=== COMPITO SCRITTO ===
Prosegui il testo su San Lorenzo diacono, riprendendo subito dopo l'ultima frase riportata.

=== ESTRATTO ===

------------------------------

Da Papa Sisto II San Lorenzo ricevette l’incarico di diacono di Roma, ovvero di occuparsi delle attività caritative della Chiesa di Roma. E lo sappiamo che fu chiamato al servizio sul modello di Gesù, che non è venuto per farsi servire, ma per servire e Lorenzo seppe spendere se stesso a vantaggio degli ultimi.

Abbiamo ricordato anche ieri sera durante la processione come, durante la persecuzione imperiale, a Lorenzo fu promessa salva la vita se avesse consegnato i tesori della Chiesa entro tre giorni. Il giovane diacono si presentò alla testa di un corteo di poveri dicendo: “Ecco, questi sono i nostri tesori! Sono tesori eterni, non vengono mai meno, anzi crescono”.

I carnefici di Lorenzo dovettero percepire questo gesto come un affronto imperdonabile, meritevole di un supplizio tremendo.

Il giovane diacono compì invece un atto di fondamentale verità cristiana, secondo la logica paradossale del Vangelo, che la povertà è l’unica ricchezza e i poveri sono gli unici tesori della Chiesa.

Il Salmo responsoriale commenta:

“L’uomo di Dio è misericordioso, pietoso e giusto e dona largamente ai poveri” (cfr Salmo 111), consapevole, come afferma San Paolo, che “il Signore ama chi dona con gioia” (2Cor 9,6)

------------------------------

=== DATI REGISTRATI ===
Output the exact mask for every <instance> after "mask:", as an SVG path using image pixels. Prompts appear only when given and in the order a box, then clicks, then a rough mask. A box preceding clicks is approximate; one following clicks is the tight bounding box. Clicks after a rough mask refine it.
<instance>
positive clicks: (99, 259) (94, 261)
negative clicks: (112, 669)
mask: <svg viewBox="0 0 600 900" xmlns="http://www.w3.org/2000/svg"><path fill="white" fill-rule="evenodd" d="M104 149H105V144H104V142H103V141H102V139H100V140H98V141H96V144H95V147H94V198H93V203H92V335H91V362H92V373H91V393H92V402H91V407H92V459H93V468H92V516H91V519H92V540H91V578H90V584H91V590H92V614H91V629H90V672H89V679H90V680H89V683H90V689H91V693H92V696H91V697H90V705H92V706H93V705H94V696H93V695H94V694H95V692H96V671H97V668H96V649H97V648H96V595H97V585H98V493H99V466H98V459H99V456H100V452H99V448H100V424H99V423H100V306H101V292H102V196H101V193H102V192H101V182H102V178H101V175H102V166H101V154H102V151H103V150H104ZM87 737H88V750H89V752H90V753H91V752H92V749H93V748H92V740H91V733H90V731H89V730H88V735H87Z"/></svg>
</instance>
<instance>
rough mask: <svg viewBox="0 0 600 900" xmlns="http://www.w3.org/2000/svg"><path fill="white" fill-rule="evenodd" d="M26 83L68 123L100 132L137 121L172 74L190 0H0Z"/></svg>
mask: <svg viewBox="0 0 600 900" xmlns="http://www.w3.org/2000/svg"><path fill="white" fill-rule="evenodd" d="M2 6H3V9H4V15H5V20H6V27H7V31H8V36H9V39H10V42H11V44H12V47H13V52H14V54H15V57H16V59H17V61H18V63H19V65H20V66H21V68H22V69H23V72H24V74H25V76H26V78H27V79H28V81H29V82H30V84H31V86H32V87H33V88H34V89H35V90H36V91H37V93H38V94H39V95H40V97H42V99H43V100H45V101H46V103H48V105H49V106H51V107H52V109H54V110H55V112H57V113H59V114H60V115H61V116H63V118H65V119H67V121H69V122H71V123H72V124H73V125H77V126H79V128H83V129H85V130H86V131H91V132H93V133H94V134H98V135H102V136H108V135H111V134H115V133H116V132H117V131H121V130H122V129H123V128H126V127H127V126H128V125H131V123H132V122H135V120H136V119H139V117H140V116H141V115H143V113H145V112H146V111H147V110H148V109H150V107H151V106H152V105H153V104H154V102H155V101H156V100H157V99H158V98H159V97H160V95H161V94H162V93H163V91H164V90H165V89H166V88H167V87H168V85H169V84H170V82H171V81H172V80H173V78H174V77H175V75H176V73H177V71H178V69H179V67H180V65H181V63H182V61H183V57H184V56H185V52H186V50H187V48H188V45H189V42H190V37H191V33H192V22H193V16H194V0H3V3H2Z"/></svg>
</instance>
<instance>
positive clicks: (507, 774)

------------------------------

=== LA RISPOSTA ===
Papa Francesco ci ricorda spesso questo messaggio, che è tornato a risuonare forte in tutta la Chiesa. Fin dall’inizio del suo ministero ha voluto scuoterci con l’invito a diventare una Chiesa “povera per i poveri”, capace di farsi vicina agli esclusi, agli scartati della società. E nel documento citato, Evangelii Gaudium, egli scrive:

“I poveri hanno molto da insegnarci. Oltre a partecipare, nel sensus fidei, con le proprie sofferenze, conoscono il Cristo sofferente. E’ necessario che tutti, noi tutti, ci lasciamo evangelizzare da loro. La nuova evangelizzazione è un invito a riconoscere la forza salvifica delle loro esistenze e a porle al centro del cammino della Chiesa e siamo chiamati a scoprire Cristo in loro, a prestare ad essi la nostra voce nelle loro cause, ma anche ad essere loro amici, ad ascoltarli, a comprenderli e ad accoglierli”.

 

Carissimi, è veramente lodevole l’iniziativa che voi avete già in atto dal titolo “San Lorenzo e i suoi tesori”, che da quel che so avete iniziato già dall’anno scorso. E’ una iniziativa che dice “opere in favore della Caritas diocesana”.

 

Collaborate molto per i poveri!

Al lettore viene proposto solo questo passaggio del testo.